### WHAT IS BEING ASKED
Convert every line of the records below into a Markdown table with the columns Row and Record. Number each row and omit blank lines.

### ITEMS
+++

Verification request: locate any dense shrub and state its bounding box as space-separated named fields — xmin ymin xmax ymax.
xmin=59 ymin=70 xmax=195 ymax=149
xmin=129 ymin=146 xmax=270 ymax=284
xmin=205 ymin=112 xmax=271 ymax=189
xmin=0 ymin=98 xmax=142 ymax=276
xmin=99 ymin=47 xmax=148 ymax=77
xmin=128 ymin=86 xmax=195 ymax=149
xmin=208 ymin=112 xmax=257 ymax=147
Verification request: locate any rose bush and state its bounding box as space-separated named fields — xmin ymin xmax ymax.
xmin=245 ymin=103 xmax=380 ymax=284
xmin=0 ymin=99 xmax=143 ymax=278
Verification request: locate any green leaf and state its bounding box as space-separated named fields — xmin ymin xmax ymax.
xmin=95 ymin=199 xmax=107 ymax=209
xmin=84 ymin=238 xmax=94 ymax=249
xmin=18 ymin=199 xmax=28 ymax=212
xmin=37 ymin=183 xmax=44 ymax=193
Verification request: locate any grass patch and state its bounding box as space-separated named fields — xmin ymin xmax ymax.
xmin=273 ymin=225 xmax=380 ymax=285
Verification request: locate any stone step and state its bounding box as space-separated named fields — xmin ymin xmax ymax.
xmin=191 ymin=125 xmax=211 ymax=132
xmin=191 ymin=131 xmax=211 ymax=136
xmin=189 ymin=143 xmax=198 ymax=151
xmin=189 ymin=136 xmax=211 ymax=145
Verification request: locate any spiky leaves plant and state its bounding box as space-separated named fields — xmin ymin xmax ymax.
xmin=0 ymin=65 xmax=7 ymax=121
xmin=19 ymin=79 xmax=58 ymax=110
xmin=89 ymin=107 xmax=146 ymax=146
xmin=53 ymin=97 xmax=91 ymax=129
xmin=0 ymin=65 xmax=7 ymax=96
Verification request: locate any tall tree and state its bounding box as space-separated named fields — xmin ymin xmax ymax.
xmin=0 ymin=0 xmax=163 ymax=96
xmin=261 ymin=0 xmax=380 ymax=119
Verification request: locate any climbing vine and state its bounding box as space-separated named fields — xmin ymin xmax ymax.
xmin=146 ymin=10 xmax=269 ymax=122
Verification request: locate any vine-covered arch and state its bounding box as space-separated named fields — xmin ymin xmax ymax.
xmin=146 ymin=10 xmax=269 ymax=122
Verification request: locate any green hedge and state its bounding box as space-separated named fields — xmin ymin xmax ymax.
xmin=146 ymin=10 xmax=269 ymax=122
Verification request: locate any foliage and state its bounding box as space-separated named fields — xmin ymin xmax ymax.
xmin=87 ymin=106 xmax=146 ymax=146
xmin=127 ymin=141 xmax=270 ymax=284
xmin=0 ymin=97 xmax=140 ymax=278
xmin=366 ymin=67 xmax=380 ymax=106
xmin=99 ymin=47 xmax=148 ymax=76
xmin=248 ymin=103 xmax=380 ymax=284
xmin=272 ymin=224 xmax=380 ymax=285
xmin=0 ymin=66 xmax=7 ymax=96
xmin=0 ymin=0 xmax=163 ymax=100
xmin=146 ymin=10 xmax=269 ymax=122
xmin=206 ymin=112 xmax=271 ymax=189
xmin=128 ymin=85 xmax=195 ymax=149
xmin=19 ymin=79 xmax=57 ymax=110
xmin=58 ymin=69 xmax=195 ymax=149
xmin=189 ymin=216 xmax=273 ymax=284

+++

### RESPONSE TO THE EXERCISE
| Row | Record |
|---|---|
| 1 | Verification request: locate any dense shrub and state its bounding box as space-separated named fields — xmin ymin xmax ymax. |
| 2 | xmin=59 ymin=70 xmax=195 ymax=149 |
| 3 | xmin=129 ymin=146 xmax=270 ymax=284 |
| 4 | xmin=205 ymin=112 xmax=271 ymax=189 |
| 5 | xmin=0 ymin=98 xmax=142 ymax=276 |
| 6 | xmin=99 ymin=47 xmax=148 ymax=77 |
| 7 | xmin=128 ymin=86 xmax=195 ymax=149 |
| 8 | xmin=208 ymin=112 xmax=257 ymax=147 |
| 9 | Verification request: locate any rose bush and state its bounding box as space-separated named fields — xmin ymin xmax ymax. |
| 10 | xmin=245 ymin=103 xmax=380 ymax=284 |
| 11 | xmin=0 ymin=99 xmax=143 ymax=278 |
| 12 | Verification request: locate any green leaf and state its bounding box as space-separated named fields — xmin ymin xmax ymax. |
| 13 | xmin=95 ymin=199 xmax=107 ymax=209 |
| 14 | xmin=84 ymin=238 xmax=94 ymax=249 |
| 15 | xmin=18 ymin=199 xmax=28 ymax=212 |
| 16 | xmin=37 ymin=183 xmax=44 ymax=193 |
| 17 | Verification request: locate any grass patch and state its bounding box as space-separated named fields — xmin ymin xmax ymax. |
| 18 | xmin=273 ymin=225 xmax=380 ymax=285 |
| 19 | Verification request: locate any stone step and state its bounding box as space-separated named fields — xmin ymin xmax ymax. |
| 20 | xmin=191 ymin=125 xmax=211 ymax=132 |
| 21 | xmin=191 ymin=131 xmax=211 ymax=136 |
| 22 | xmin=189 ymin=143 xmax=198 ymax=151 |
| 23 | xmin=189 ymin=136 xmax=211 ymax=145 |
| 24 | Verification request: locate any spiky leaves plant and state its bounding box as space-separated named fields — xmin ymin xmax ymax. |
| 25 | xmin=0 ymin=65 xmax=7 ymax=121 |
| 26 | xmin=19 ymin=79 xmax=58 ymax=110 |
| 27 | xmin=89 ymin=107 xmax=146 ymax=146 |
| 28 | xmin=53 ymin=97 xmax=91 ymax=129 |
| 29 | xmin=0 ymin=65 xmax=7 ymax=96 |
| 30 | Verification request: locate any tall tree and state its bounding box as space-separated named fields — xmin ymin xmax ymax. |
| 31 | xmin=0 ymin=0 xmax=163 ymax=96 |
| 32 | xmin=261 ymin=0 xmax=380 ymax=119 |
| 33 | Verification request: locate any climbing vine and state its bounding box as space-separated named fields — xmin ymin xmax ymax. |
| 34 | xmin=146 ymin=10 xmax=269 ymax=122 |
| 35 | Verification request: locate any vine-covered arch and state its bounding box as space-separated named fields — xmin ymin xmax ymax. |
| 36 | xmin=146 ymin=10 xmax=269 ymax=122 |
| 37 | Verification request: locate any green hedge and state its bounding box as space-separated named fields — xmin ymin xmax ymax. |
| 38 | xmin=146 ymin=10 xmax=269 ymax=122 |
| 39 | Verification request: locate any foliage and state its bounding box as space-separated named fields — xmin ymin xmax ymax. |
| 40 | xmin=87 ymin=106 xmax=146 ymax=146 |
| 41 | xmin=127 ymin=141 xmax=270 ymax=284 |
| 42 | xmin=0 ymin=97 xmax=140 ymax=278 |
| 43 | xmin=366 ymin=67 xmax=380 ymax=106 |
| 44 | xmin=99 ymin=47 xmax=148 ymax=76 |
| 45 | xmin=248 ymin=103 xmax=380 ymax=284 |
| 46 | xmin=272 ymin=224 xmax=380 ymax=285 |
| 47 | xmin=0 ymin=66 xmax=7 ymax=96 |
| 48 | xmin=0 ymin=0 xmax=163 ymax=100 |
| 49 | xmin=146 ymin=10 xmax=269 ymax=122 |
| 50 | xmin=206 ymin=112 xmax=271 ymax=189 |
| 51 | xmin=128 ymin=85 xmax=195 ymax=149 |
| 52 | xmin=19 ymin=79 xmax=57 ymax=110 |
| 53 | xmin=58 ymin=69 xmax=195 ymax=149 |
| 54 | xmin=189 ymin=216 xmax=273 ymax=284 |